Problem description
Reproduce every line of the records below without any change.

════════════════════

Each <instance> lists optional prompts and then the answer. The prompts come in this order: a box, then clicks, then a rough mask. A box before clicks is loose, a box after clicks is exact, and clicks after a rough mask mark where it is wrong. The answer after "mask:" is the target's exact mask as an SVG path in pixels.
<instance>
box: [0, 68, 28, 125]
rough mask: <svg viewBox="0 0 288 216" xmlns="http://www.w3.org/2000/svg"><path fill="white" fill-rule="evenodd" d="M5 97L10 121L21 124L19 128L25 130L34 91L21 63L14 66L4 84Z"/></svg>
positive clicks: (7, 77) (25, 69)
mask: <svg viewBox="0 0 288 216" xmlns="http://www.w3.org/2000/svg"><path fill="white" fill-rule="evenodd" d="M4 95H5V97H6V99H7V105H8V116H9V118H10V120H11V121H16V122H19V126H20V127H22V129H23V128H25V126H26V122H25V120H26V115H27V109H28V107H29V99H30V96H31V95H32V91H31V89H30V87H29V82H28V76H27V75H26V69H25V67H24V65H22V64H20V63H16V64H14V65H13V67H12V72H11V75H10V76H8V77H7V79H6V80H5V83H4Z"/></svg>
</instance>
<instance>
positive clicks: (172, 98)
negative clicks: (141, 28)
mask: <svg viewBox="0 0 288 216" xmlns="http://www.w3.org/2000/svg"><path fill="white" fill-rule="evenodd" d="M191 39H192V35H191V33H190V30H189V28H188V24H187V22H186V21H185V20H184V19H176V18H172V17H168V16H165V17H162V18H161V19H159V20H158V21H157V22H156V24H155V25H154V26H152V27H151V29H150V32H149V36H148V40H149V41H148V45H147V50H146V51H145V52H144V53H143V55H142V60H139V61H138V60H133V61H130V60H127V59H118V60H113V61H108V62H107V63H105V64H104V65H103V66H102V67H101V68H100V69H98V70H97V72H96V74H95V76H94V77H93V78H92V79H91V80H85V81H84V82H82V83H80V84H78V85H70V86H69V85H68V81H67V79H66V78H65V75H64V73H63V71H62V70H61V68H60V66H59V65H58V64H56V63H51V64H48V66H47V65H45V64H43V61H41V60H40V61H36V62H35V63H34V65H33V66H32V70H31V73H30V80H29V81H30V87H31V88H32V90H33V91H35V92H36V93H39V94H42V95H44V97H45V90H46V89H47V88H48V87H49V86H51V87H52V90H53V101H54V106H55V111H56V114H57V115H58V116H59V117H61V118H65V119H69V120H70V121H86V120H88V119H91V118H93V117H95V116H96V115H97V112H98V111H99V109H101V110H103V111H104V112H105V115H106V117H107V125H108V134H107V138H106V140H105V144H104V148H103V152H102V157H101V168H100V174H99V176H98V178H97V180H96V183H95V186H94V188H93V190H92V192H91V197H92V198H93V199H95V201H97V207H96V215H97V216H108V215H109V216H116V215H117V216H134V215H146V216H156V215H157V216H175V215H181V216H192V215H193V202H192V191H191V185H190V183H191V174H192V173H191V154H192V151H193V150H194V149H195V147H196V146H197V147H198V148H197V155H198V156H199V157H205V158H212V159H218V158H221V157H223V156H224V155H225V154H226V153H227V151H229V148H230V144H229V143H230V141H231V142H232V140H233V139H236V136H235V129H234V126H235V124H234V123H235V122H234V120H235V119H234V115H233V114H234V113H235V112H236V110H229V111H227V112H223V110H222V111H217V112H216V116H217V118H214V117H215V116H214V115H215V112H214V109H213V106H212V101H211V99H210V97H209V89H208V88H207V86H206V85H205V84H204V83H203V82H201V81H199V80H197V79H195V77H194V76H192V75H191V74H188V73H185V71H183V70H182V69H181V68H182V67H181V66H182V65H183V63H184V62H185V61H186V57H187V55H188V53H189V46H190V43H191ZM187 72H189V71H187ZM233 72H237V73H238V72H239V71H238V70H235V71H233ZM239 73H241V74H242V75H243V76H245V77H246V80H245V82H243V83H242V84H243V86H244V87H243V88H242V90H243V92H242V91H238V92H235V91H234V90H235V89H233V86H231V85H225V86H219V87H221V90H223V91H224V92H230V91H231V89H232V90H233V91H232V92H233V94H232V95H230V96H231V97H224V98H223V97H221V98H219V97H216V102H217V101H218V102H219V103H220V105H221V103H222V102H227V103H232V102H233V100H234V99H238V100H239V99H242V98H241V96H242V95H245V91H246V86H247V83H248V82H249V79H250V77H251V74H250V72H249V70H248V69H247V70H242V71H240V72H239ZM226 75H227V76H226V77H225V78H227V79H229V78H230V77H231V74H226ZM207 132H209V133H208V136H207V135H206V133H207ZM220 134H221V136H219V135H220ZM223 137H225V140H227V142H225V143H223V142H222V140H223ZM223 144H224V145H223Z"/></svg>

════════════════════

Solution to this problem
Each <instance> lists optional prompts and then the answer. The prompts come in this order: a box, then clicks, then a rough mask. A box before clicks is loose, a box after clicks is exact, and clicks after a rough mask mark where it is wrong. The answer after "mask:" is the target's exact mask as an SVG path in pixels.
<instance>
box: [0, 68, 28, 125]
rough mask: <svg viewBox="0 0 288 216" xmlns="http://www.w3.org/2000/svg"><path fill="white" fill-rule="evenodd" d="M5 97L10 121L21 124L19 128L25 130L34 91L21 63L14 66L4 84Z"/></svg>
positive clicks: (7, 77) (25, 69)
mask: <svg viewBox="0 0 288 216" xmlns="http://www.w3.org/2000/svg"><path fill="white" fill-rule="evenodd" d="M4 95H5V97H6V99H7V105H8V116H9V118H10V120H11V121H16V122H19V126H20V127H22V129H23V128H25V126H26V122H25V120H26V115H27V109H28V107H29V99H30V96H31V95H32V91H31V89H30V87H29V82H28V76H27V75H26V69H25V67H24V65H22V64H20V63H16V64H14V65H13V67H12V72H11V75H10V76H8V77H7V79H6V80H5V83H4Z"/></svg>
</instance>
<instance>
positive clicks: (172, 98)
negative clicks: (141, 28)
mask: <svg viewBox="0 0 288 216" xmlns="http://www.w3.org/2000/svg"><path fill="white" fill-rule="evenodd" d="M191 39H192V35H191V33H190V30H189V28H188V24H187V22H186V21H185V20H184V19H176V18H172V17H168V16H165V17H162V18H161V19H159V20H158V21H157V22H156V24H155V25H154V26H152V27H151V29H150V32H149V36H148V40H149V41H148V45H147V50H146V51H145V52H144V53H143V55H142V60H139V61H138V60H133V61H130V60H127V59H118V60H113V61H108V62H107V63H105V64H104V65H103V66H102V67H101V68H100V69H98V70H97V72H96V74H95V76H94V77H93V78H92V79H91V80H85V81H84V82H82V83H80V84H78V85H70V86H69V85H68V81H67V79H66V78H65V75H64V73H63V71H62V70H61V68H60V66H59V65H58V64H56V63H51V64H48V66H47V65H45V64H43V61H41V60H40V61H36V62H35V63H34V65H33V66H32V70H31V73H30V80H29V81H30V87H31V88H32V90H33V91H35V92H36V93H39V94H42V95H44V97H45V90H46V89H47V88H48V87H49V86H51V87H52V90H53V101H54V106H55V111H56V114H57V115H58V116H59V117H61V118H65V119H69V120H70V121H86V120H88V119H91V118H93V117H95V116H96V115H97V112H98V111H99V109H101V110H103V111H104V112H105V115H106V117H107V125H108V134H107V138H106V140H105V144H104V148H103V152H102V157H101V168H100V174H99V176H98V178H97V180H96V183H95V186H94V188H93V190H92V192H91V197H92V198H93V199H95V201H97V207H96V215H97V216H108V215H109V216H116V215H117V216H134V215H146V216H156V215H157V216H175V215H181V216H192V215H193V202H192V191H191V185H190V183H191V174H192V173H191V154H192V151H193V150H194V149H195V147H196V146H197V147H198V148H197V155H198V156H199V157H205V158H212V159H218V158H221V157H223V156H224V155H225V154H226V153H227V151H229V148H230V144H229V143H230V141H231V142H232V140H233V139H236V136H235V129H234V126H235V124H234V123H235V122H234V120H235V119H234V115H233V114H234V113H235V112H236V110H229V111H227V112H223V110H222V111H217V112H216V116H217V118H214V117H215V116H214V115H215V112H214V109H213V106H212V101H211V99H210V97H209V89H208V88H207V86H206V85H205V84H204V83H203V82H201V81H199V80H197V79H195V77H194V76H192V75H191V74H188V73H185V71H183V70H182V69H181V68H182V67H181V66H182V65H183V63H184V62H185V61H186V57H187V55H188V53H189V46H190V43H191ZM187 72H189V71H187ZM233 72H237V73H238V72H239V71H238V70H235V71H233ZM239 73H241V74H242V75H243V76H245V77H246V80H245V82H243V83H242V84H243V86H244V87H243V88H242V90H243V92H242V91H238V92H235V91H234V90H235V89H233V86H231V85H225V86H219V87H221V90H223V91H224V92H230V91H231V89H232V90H233V91H232V92H233V94H232V95H230V96H231V97H224V98H223V97H221V98H219V97H216V102H217V101H218V102H219V103H220V105H221V103H222V102H227V103H232V102H233V100H234V99H238V100H239V99H242V98H241V96H242V95H245V91H246V86H247V83H248V82H249V79H250V77H251V74H250V72H249V70H248V69H247V70H242V71H240V72H239ZM226 75H227V76H226V77H225V78H227V79H229V78H230V77H231V74H226ZM207 132H209V133H208V136H207V135H206V133H207ZM220 134H221V136H219V135H220ZM223 137H225V140H227V142H225V143H223V142H222V140H223ZM223 144H224V145H223Z"/></svg>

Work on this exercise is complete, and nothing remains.